→ **AIM**:
Please continue the article below about the Maricopa County Sheriff's Office racial profiling settlement costs, starting after its last sentence.

→ **TEXT**:
◇ ◇ ◇ ◇

An $11,000 golf cart.

Revealed: Bizarre items billed to racial profiling settlement

$1.5 million in renovations to office space in a swanky Phoenix high-rise.

And another $1.7 million for Tasers.

Those were among more than $200 million in expenses that the Maricopa County Sheriff’s Office billed to a class-action settlement aimed at rooting out racial profiling in the department.

A federal judge in 2013 found the department under then-Sheriff Joe Arpaio had violated the constitutional rights of Latino drivers, and the court has required sweeping reforms. These include documenting all traffic stops to detect patterns of racial bias, employing additional investigators to probe reports of deputy misconduct and appointing a monitor to oversee the settlement.

Since Sheriff Jerry Sheridan took office last year, he and Republicans on the county’s Board of Supervisors have cited the cost of complying with these orders to call for an end to the settlement of the case known as Melendres v. Arpaio — even as reviews of the department’s traffic stops continue to show racial disparities affecting Latino residents. The lingering disparities amplified Latino leaders and community members’ concerns as the second Trump administration has boosted local law enforcement’s involvement in its mass deportation campaign.

◇ ◇ ◇ ◇

→ **SUPPLIED DATA**:

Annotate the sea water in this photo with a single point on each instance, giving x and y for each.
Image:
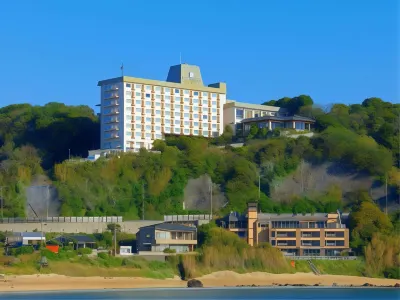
(275, 293)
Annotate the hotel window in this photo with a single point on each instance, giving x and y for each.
(239, 113)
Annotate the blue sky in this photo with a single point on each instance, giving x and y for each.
(333, 50)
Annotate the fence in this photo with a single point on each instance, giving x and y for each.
(63, 220)
(177, 218)
(321, 257)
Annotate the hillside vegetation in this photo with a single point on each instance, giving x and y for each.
(35, 141)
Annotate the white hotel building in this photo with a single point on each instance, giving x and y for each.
(136, 111)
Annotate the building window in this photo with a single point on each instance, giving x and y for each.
(239, 113)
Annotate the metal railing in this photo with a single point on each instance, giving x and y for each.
(62, 220)
(287, 255)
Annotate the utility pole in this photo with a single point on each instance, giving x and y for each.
(386, 192)
(115, 239)
(211, 198)
(142, 201)
(2, 200)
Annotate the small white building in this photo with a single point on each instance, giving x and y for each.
(125, 250)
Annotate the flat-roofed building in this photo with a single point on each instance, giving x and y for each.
(318, 234)
(137, 111)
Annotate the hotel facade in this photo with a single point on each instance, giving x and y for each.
(134, 112)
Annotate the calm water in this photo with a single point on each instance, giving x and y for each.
(223, 293)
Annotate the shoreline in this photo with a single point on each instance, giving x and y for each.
(222, 279)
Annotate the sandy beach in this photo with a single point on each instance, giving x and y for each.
(217, 279)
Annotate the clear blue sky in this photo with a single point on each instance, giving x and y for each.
(334, 50)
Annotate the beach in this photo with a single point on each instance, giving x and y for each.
(52, 282)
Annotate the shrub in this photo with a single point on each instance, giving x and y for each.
(84, 251)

◇ ◇ ◇ ◇

→ **ANSWER FOR THIS EXERCISE**:
Maricopa County, home to more than half of Arizona’s population, has approved $353 million in spending related to the settlement since 2013. But an audit of the sheriff’s office spending ordered by the court and a review of the public ledger by Arizona Luminaria and ProPublica show millions of dollars went to expenses that had little or nothing to do with the settlement. (The audit focused on $226 million that the sheriff’s office charged to the settlement over a 10-year period; it didn’t examine legal and monitoring costs or the two most recent department budgets.)

The auditors, who were hired by the monitor, found that nearly 72% of the sheriff’s office spending was misattributed or misappropriated. For example, the full cost of some services and salaries was assigned to the settlement when those jobs were completely unrelated or only partially related to court orders. Only $63 million was appropriately charged to the settlement, they said.

Upon releasing its findings late last year, the two-member auditing team, led by an individual with decades of experience in public finance, noted that overstating the cost of the reforms undermines the court’s credibility. “This mischaracterization misleads the public on the cost of reform efforts and calls into question MCSO’s credibility, transparency, and truthfulness of its reporting,” they stated.

The financial ledgers detail many of these expenses, including more than $310,000 for travel and professional development. Among them are $1,261 for travel in 2020 to research buying a boat and swift-water rescue training — for deputies who work in the desert, $4,070 to train and test whether to buy a horse for the mounted unit in 2021 and $5,077 to attend National Police Week in Washington, D.C., in 2023.

The audit concluded that the county Board of Supervisors, which approves the sheriff’s annual budgets, provided no “meaningful” oversight of its spending and had no process to verify if funds were being used appropriately to comply with court orders.

Indeed, as costs ballooned, the Board of Supervisors rarely questioned the expenses, Arizona Luminaria and ProPublica found based on a review of nearly a decade of public budget hearings.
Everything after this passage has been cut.